**TRECHO FORNECIDO**
Ela foi mãe de muitos gestos. Havia nela uma doçura específica: carinhosa com os filhotes, vigilante, sempre atenta aos sinais de fome e de perigo. Mas o cuidado de Nuhtara ia além da sua prole: com o tempo se tornou mãe adotiva do Nino, um filhote que, abandonado e pequeno, foi acolhido por ela com um desejo quase visceral de amamentar. Já não tinha leite, mas o corpo e o coração resolveram produzir novamente; foi como se a maternidade tivesse em Nuhtara a força de um ato de fé. Ela o alimentou, abrigou e deu um lar que precisava do seu sossego.

**O QUE SE PEDE**
Continue o trecho acima sobre Nuhtara a partir da última frase apresentada.

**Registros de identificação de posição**
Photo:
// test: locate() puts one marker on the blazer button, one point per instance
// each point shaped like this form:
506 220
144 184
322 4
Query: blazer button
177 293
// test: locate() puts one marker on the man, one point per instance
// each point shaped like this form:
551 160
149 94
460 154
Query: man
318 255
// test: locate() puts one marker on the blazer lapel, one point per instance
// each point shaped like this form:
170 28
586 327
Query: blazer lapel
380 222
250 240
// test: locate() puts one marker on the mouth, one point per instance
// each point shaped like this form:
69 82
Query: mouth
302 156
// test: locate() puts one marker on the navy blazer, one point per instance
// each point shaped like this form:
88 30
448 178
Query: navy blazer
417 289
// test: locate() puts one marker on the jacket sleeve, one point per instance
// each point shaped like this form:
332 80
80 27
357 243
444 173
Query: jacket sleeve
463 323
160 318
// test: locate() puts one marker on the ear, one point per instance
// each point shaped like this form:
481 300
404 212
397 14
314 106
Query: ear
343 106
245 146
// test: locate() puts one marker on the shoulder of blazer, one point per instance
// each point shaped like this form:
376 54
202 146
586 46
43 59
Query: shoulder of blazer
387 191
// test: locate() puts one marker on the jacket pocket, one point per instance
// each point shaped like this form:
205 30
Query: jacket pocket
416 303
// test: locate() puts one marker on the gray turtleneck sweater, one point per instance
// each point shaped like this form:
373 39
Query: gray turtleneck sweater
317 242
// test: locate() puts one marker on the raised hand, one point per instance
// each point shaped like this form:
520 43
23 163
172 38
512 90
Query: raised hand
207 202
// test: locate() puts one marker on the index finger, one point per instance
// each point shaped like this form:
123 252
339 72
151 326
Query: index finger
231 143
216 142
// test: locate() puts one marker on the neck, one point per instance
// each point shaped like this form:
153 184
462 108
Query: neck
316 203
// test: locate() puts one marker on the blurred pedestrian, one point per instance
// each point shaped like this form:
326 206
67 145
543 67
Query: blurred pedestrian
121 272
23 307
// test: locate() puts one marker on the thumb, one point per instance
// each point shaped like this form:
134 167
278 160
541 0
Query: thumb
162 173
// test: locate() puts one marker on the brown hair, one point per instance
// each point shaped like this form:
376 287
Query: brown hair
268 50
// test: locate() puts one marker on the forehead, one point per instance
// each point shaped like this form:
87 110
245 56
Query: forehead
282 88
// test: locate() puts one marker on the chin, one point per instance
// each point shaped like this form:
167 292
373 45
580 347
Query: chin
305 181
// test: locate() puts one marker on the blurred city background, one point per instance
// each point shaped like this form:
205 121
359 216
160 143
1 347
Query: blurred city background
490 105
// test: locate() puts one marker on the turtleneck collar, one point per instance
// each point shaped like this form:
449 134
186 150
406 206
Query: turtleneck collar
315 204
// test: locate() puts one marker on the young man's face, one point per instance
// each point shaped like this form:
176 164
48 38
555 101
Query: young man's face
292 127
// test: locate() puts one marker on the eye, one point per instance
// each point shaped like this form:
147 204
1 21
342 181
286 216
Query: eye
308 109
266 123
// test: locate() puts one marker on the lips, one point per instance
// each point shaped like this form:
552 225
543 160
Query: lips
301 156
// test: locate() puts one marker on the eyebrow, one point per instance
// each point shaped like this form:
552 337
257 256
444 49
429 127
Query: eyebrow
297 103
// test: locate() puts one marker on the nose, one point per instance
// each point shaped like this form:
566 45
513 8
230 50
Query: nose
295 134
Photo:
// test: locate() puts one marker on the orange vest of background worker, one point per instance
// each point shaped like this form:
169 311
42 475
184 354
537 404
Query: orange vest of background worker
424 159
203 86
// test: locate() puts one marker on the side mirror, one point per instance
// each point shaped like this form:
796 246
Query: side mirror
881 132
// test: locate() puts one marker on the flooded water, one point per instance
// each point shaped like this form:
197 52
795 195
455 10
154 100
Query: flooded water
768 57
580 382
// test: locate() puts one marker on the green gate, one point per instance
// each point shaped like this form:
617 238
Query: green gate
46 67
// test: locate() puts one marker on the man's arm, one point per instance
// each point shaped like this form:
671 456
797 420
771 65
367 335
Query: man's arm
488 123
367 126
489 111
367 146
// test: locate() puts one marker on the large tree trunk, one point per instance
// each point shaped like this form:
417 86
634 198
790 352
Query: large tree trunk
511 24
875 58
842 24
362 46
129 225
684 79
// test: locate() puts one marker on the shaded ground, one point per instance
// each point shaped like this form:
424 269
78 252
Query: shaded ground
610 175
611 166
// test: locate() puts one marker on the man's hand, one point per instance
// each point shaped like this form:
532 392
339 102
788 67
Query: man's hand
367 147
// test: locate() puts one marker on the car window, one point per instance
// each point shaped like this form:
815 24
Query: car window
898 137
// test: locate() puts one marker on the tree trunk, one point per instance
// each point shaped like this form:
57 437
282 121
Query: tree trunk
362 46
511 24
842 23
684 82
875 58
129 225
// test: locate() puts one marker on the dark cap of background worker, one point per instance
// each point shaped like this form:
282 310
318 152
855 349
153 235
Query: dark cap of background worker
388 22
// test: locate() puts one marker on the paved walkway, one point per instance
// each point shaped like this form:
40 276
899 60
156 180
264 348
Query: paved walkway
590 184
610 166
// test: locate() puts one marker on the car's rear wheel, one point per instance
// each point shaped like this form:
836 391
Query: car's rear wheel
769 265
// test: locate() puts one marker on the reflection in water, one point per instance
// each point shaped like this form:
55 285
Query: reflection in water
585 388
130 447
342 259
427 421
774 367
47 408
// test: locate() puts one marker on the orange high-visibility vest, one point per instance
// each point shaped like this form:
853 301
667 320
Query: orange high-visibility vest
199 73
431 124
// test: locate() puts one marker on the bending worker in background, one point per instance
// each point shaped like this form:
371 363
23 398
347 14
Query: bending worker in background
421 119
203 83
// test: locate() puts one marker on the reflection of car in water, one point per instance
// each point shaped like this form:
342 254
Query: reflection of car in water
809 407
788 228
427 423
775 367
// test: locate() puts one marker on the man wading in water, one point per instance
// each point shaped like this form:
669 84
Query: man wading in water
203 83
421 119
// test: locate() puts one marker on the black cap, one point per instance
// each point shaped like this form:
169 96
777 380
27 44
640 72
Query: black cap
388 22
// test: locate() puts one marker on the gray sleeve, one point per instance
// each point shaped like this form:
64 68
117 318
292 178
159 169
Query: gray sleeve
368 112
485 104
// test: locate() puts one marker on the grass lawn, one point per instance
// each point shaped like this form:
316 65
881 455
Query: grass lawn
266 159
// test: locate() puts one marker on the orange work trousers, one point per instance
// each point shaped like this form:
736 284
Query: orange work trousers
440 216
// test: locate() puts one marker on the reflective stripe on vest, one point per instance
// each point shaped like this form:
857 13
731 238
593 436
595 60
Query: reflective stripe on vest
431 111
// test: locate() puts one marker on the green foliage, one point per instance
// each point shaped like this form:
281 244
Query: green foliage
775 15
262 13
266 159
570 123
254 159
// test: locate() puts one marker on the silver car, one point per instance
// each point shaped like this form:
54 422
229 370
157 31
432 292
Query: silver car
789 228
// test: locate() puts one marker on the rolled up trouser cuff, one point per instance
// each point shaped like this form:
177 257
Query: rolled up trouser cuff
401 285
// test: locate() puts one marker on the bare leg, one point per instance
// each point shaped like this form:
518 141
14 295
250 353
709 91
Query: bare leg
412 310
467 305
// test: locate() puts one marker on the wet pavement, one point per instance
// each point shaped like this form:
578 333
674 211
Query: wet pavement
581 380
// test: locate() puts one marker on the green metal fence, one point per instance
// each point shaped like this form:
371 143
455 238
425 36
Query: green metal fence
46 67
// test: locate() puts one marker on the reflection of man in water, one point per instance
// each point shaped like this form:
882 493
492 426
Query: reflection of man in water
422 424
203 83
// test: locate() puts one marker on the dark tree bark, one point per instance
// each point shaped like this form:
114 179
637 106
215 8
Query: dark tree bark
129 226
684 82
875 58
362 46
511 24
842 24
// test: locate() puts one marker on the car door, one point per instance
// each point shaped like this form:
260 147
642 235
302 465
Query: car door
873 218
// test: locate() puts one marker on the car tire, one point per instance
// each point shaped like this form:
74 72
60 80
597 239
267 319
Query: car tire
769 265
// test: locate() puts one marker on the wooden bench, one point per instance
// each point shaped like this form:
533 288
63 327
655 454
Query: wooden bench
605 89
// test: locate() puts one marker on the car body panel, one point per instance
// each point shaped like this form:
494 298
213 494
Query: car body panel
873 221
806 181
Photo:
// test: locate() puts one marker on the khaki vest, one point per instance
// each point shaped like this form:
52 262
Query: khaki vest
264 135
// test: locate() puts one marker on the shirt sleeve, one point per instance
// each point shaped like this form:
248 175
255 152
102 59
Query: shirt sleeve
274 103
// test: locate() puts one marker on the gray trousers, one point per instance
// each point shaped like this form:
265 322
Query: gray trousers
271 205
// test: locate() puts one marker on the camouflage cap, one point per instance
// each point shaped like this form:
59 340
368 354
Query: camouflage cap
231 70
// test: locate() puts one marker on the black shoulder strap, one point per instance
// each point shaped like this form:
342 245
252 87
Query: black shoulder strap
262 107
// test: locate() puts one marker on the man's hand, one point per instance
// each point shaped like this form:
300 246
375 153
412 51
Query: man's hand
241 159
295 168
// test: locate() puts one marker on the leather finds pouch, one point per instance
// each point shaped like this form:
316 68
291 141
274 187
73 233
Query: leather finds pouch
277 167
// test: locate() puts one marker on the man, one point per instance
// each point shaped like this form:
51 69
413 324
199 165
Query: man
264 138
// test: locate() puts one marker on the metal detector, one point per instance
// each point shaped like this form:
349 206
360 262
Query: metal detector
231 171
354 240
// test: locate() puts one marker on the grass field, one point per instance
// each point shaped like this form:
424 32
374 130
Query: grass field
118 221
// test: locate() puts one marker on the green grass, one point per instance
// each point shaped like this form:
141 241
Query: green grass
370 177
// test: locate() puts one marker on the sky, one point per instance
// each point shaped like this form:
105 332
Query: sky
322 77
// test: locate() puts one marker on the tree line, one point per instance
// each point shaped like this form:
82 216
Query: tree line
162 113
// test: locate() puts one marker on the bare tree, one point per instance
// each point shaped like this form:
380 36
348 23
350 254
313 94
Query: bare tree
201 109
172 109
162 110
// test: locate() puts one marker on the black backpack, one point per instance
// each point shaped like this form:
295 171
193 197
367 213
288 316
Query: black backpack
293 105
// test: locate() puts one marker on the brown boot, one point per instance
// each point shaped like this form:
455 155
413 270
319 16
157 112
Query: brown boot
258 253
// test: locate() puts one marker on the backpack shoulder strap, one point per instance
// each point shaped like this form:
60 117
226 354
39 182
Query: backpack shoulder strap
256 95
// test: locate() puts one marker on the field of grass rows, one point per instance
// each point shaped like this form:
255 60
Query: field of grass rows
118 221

**RESPOSTA**
Nuhtara cresceu e se impôs líder. Em nossa casa, que chegou a ter — mais tarde — quinze gatas, ela fez-se referência. Não governava com violência, mas com autoridade: um miado baixo e rouco, quase inaudível, bastava para restabelecer a ordem quando a algazarra crescia demais. Lembro como, nos momentos de maior confusão felina, era aquele miado — uma nota grave, carregada de realeza — que silenciava o rebanho todo. O silêncio que se seguia era absoluto, respeitoso, quase reverente. Se havia hierarquia, ela a encarnava com naturalidade: as outras queriam ficar sob as patas dela, protegidas e guiadas.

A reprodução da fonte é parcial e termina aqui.